━━ SELECTED EXTRACT ━━

Directives Not Director

by Jeffrey Hull

Als man noch manche leÿchmeistere vindet dÿ do sprechen daß sÿ selber newe kunst vinden und irdenken und meynen daß sich dÿ kunst deß fechtenß von tage zu tage besser und mere Aber ich wölde gerne eynen sehn der do möchte nür eyn gefechte ader eynen haw irdenken und tuen der do nicht auß lichtnawerß kunst gynge Nür daß sy ofte eyn gefechte vorwandeln und vorkeren wällen mit deme daß sÿ im newe namen geben itzlicher noch seyme hawpte und das sÿ weiterumefechten und parÿrn irdenken und oft vör eynen haw czwene ader dreye tuen nür durchwolstehenß wille do von sÿ von den unvorstendigen gelobt wollen werden.

Like what one finds with many lyric-masters, who speak as if they themselves find & devise & imagine new art, such that the Art of Fencing (becomes) better and more from day to day. Yet I would like to see but one of them who may devise and do just one move or one hew which comes not from Liechtenauer's Art. Yet often they will transform or twist a move, to which they give it new names, each from his own head; such that they devise spacious fencing and parrying; and often for one hew (they) do two or three, (when) only directly thrusting is wanted there; for which they would be praised by the unknowing.

The claim of “a radical new reinterpretation…a unified field theory…a Rosetta Stone” which “unlocks the entire art” and “forgotten teachings” of historical Europen fencing, as made by ARMA Director Clements, is incorrect and irrelevant.

Firstly, consider this reality: The “insights and epiphanies”, the “key elements” which were supposedly unknown to all persons outside ARMA who are pursuing the Medieval & Renaissance martial arts of Europe, and which are now to be provided for their enlightenment by its director, are quite simply unneeded for true pursuit of said martial arts.

from Hausbuch by Priest Döbringer (1389) (14r)
Da ist er uff gestanden und lugt ob noch reg.
There he has stood up and looks whether foe yet stirs.
from Fechtbuch by Hans Talhoffer (1450-Ambraser)


His claim of “revolutionary understanding” is possibly the most self-promoting and egomaniacal thing he has ever proclaimed. His personalised and inherently ad hominem claim to hegemonic martial authority is false. His claim deserves and warrants direct and unwavering refutation.

In refuting his claim, I shall concentrate only on reference to the Ritterlich Kunst (knightly/chivalric arts) of the German tradition, for that is the tradition whereupon said director mostly bases his claim, as this essay shall reveal.

That is because the correct way to understand the Ritterlich Kunst is to use the fundamental principles, the main moves, the directives, the lore already provided us by the true historical late-14th Century high-master of German Fechten (fencing), Master Johann Liechtenauer, and by the true historical late-14th/early 15th Century master of German Ringen (wrestling), Master Ott der Jude. That is the simple truth.

━━━
━━ EXTRACTED RECORDS ━━

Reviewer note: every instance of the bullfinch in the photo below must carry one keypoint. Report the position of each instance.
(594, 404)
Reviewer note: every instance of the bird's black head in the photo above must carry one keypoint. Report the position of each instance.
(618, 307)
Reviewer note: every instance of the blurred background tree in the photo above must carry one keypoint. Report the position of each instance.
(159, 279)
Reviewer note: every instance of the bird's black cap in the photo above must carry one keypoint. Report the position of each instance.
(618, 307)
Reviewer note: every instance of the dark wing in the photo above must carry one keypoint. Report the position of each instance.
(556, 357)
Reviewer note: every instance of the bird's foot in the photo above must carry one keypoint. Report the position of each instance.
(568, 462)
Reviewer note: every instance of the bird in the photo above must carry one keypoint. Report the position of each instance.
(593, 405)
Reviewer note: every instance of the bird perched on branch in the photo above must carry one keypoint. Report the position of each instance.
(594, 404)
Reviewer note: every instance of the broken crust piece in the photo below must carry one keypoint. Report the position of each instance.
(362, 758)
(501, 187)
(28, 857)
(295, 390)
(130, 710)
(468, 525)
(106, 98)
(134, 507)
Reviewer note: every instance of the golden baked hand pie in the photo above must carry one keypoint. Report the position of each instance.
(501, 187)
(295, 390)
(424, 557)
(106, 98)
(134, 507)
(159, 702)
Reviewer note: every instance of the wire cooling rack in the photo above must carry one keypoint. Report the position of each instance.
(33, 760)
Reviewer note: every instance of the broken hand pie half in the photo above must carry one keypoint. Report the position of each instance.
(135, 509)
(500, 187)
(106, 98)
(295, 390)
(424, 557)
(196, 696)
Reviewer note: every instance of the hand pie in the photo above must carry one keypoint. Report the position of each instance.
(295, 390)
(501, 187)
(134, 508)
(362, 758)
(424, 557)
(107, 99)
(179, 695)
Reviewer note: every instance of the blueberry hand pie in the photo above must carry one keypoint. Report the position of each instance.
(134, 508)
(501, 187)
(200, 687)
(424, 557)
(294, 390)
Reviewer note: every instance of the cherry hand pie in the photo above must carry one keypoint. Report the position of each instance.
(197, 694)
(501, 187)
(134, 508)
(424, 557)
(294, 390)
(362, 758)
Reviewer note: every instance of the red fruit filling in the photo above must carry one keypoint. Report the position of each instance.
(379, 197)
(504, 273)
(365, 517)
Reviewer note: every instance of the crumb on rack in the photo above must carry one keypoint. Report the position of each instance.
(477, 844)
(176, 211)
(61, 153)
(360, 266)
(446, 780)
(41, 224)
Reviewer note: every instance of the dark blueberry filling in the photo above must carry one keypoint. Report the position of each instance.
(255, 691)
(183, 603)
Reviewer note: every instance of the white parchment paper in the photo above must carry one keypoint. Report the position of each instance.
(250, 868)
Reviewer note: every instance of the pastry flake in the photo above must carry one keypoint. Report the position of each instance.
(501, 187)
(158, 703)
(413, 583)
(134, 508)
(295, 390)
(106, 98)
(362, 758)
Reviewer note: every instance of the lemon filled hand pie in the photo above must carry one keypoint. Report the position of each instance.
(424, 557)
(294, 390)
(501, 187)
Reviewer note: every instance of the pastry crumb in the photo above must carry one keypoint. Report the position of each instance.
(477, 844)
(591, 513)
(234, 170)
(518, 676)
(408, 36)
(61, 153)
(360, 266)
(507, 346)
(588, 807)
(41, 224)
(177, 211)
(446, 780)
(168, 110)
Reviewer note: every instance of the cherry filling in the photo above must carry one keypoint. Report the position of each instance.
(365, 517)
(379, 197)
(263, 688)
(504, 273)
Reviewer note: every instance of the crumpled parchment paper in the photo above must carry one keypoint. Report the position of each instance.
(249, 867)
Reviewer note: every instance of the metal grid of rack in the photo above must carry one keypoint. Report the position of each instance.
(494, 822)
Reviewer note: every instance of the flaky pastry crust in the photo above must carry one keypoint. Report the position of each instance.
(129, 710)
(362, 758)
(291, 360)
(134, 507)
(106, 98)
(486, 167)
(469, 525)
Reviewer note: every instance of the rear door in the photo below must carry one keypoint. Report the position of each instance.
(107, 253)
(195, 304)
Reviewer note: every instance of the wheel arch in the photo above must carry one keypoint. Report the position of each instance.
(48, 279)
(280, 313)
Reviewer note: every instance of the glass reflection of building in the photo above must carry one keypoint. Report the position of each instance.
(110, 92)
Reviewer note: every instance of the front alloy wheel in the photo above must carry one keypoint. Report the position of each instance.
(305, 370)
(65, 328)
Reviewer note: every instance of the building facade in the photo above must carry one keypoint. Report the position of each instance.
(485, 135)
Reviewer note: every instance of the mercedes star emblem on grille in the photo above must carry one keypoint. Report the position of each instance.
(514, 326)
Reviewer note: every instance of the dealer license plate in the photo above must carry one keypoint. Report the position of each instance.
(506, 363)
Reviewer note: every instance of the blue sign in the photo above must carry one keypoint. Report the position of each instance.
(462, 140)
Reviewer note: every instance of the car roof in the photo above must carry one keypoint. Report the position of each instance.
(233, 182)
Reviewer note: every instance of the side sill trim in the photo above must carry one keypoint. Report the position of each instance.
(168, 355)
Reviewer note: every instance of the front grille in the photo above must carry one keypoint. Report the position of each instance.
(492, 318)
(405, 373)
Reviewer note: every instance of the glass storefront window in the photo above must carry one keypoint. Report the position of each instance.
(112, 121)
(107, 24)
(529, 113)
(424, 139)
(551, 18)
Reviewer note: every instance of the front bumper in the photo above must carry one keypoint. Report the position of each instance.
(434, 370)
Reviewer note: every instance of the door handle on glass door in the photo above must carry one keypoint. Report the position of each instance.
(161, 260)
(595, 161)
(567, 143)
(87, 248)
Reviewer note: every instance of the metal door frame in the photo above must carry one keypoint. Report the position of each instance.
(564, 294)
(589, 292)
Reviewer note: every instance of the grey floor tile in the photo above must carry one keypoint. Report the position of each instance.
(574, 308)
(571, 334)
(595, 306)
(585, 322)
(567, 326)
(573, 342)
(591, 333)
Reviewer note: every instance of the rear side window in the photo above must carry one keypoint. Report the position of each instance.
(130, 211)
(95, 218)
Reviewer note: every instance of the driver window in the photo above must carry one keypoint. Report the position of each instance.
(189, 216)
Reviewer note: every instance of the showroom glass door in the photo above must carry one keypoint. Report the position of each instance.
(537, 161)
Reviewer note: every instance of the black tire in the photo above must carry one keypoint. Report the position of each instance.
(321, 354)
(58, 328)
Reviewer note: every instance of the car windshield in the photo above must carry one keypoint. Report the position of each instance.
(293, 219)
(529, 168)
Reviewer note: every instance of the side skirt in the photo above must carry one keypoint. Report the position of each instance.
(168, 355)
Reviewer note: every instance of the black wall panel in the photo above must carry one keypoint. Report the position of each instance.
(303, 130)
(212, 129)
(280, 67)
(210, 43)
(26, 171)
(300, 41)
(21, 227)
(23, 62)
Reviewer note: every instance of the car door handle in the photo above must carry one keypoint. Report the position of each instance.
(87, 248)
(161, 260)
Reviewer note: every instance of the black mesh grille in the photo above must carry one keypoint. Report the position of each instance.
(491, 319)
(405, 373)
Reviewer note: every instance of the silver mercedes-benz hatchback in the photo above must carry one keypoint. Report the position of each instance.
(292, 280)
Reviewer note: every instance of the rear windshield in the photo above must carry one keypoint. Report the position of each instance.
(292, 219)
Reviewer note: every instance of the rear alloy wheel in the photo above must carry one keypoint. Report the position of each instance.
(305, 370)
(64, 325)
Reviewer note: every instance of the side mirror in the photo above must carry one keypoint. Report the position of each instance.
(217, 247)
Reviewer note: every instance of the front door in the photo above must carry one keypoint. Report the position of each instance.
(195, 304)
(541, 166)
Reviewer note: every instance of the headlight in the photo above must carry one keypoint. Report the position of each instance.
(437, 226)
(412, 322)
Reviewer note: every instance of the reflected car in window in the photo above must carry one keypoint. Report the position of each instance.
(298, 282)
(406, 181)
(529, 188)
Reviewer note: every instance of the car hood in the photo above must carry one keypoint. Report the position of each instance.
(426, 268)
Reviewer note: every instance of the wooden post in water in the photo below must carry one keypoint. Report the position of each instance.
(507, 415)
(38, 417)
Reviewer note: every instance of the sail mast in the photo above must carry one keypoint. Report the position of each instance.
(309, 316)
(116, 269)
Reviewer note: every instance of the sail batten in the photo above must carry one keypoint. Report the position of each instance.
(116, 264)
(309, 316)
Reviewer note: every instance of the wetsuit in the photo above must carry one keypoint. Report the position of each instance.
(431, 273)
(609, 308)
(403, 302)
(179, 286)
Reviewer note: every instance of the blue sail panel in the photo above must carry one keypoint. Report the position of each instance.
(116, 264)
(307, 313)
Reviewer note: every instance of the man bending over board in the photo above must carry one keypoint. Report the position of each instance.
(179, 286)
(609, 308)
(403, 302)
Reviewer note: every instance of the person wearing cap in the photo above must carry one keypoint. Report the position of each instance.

━━━

TASKS TO CARRY OUT -
[a] Decide whether each statement agrees with the essay on the German fencing tradition, answering yes or no and quoting the words of the essay that settle it: (i) the essay will confine itself to the German tradition; (ii) Ott der Jude was a master of German fencing; (iii) the Hausbuch by Priest Döbringer is dated 1450.
[b] According to the essay on the German fencing tradition, who was the late-14th-century high-master of German Fechten?
[c] Transcribe the essay on the German fencing tradition, everything from "The claim of" down to "Hans Talhoffer (1450-Ambraser)".

RESPONSES TO THE EXERCISE -
[a]
(i) Yes: "I shall concentrate only on reference to the Ritterlich Kunst (knightly/chivalric arts) of the German tradition"
(ii) No: "master of German Ringen (wrestling), Master Ott der Jude"
(iii) No: "from Hausbuch by Priest Döbringer (1389)"

[b] Master Johann Liechtenauer.

[c]
The claim of “a radical new reinterpretation…a unified field theory…a Rosetta Stone” which “unlocks the entire art” and “forgotten teachings” of historical Europen fencing, as made by ARMA Director Clements, is incorrect and irrelevant.

Firstly, consider this reality: The “insights and epiphanies”, the “key elements” which were supposedly unknown to all persons outside ARMA who are pursuing the Medieval & Renaissance martial arts of Europe, and which are now to be provided for their enlightenment by its director, are quite simply unneeded for true pursuit of said martial arts.

from Hausbuch by Priest Döbringer (1389) (14r)
Da ist er uff gestanden und lugt ob noch reg.
There he has stood up and looks whether foe yet stirs.
from Fechtbuch by Hans Talhoffer (1450-Ambraser)